Shape labeling records:
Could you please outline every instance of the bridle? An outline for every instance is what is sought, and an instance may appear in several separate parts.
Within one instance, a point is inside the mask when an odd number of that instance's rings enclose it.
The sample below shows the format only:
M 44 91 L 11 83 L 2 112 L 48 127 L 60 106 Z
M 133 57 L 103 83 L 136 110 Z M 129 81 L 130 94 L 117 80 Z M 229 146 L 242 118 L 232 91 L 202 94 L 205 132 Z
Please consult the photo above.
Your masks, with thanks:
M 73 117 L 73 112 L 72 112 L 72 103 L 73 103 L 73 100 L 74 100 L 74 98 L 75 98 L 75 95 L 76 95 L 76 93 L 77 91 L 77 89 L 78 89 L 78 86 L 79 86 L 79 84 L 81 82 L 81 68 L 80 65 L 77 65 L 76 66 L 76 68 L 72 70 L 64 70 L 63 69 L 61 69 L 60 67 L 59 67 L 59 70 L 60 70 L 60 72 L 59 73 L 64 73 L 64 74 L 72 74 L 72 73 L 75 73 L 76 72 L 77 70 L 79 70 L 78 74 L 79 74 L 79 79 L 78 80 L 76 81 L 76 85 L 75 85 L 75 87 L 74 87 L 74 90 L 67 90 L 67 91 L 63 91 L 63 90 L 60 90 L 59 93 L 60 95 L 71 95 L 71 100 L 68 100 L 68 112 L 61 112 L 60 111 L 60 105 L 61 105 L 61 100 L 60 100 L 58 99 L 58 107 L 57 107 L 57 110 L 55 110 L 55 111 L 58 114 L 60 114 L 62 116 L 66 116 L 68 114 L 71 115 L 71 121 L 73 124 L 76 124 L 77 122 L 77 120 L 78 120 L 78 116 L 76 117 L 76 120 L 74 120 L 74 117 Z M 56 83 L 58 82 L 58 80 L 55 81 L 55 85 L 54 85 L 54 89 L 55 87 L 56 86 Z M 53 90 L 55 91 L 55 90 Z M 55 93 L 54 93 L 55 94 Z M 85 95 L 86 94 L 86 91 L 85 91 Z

SHORT PROBLEM: Write out every line of the items above word for word, without changing anything.

COMPLETED EXERCISE:
Could you please outline every instance of the bridle? An outline for every instance is what is sought, and an instance may appear in several separate parts.
Within one instance, a point is inside the mask when an odd number of that instance's rings enclose it.
The sample below shows the format only:
M 44 91 L 11 83 L 2 112 L 48 127 L 60 106 Z
M 133 57 L 103 83 L 136 110 Z M 129 81 L 130 94 L 117 80 Z M 229 146 L 242 118 L 232 91 L 202 94 L 205 132 Z
Please consult the photo above.
Your masks, with thanks:
M 73 117 L 73 112 L 72 112 L 72 103 L 73 103 L 73 100 L 74 100 L 74 98 L 75 98 L 75 95 L 76 95 L 76 93 L 77 91 L 77 89 L 78 89 L 78 86 L 79 86 L 79 84 L 81 82 L 81 68 L 80 65 L 77 65 L 76 66 L 76 68 L 72 70 L 64 70 L 63 69 L 61 69 L 60 67 L 59 67 L 59 70 L 60 70 L 60 72 L 59 73 L 64 73 L 64 74 L 72 74 L 72 73 L 75 73 L 76 72 L 77 70 L 79 70 L 78 74 L 79 74 L 79 79 L 78 80 L 76 81 L 76 85 L 75 85 L 75 87 L 74 87 L 74 90 L 67 90 L 67 91 L 63 91 L 63 90 L 60 90 L 59 93 L 60 95 L 71 95 L 71 100 L 68 100 L 68 112 L 61 112 L 60 111 L 60 105 L 61 105 L 61 100 L 60 100 L 58 99 L 58 107 L 57 107 L 57 110 L 55 110 L 55 111 L 58 114 L 60 114 L 62 116 L 66 116 L 68 114 L 71 115 L 71 121 L 73 124 L 76 124 L 77 122 L 77 120 L 78 120 L 78 116 L 76 117 L 76 120 L 74 120 L 74 117 Z M 56 83 L 58 82 L 58 80 L 55 81 L 55 85 L 54 85 L 54 89 L 55 87 L 56 86 Z M 53 90 L 55 91 L 55 90 Z M 55 93 L 54 93 L 55 94 Z M 85 95 L 86 94 L 86 91 L 85 91 Z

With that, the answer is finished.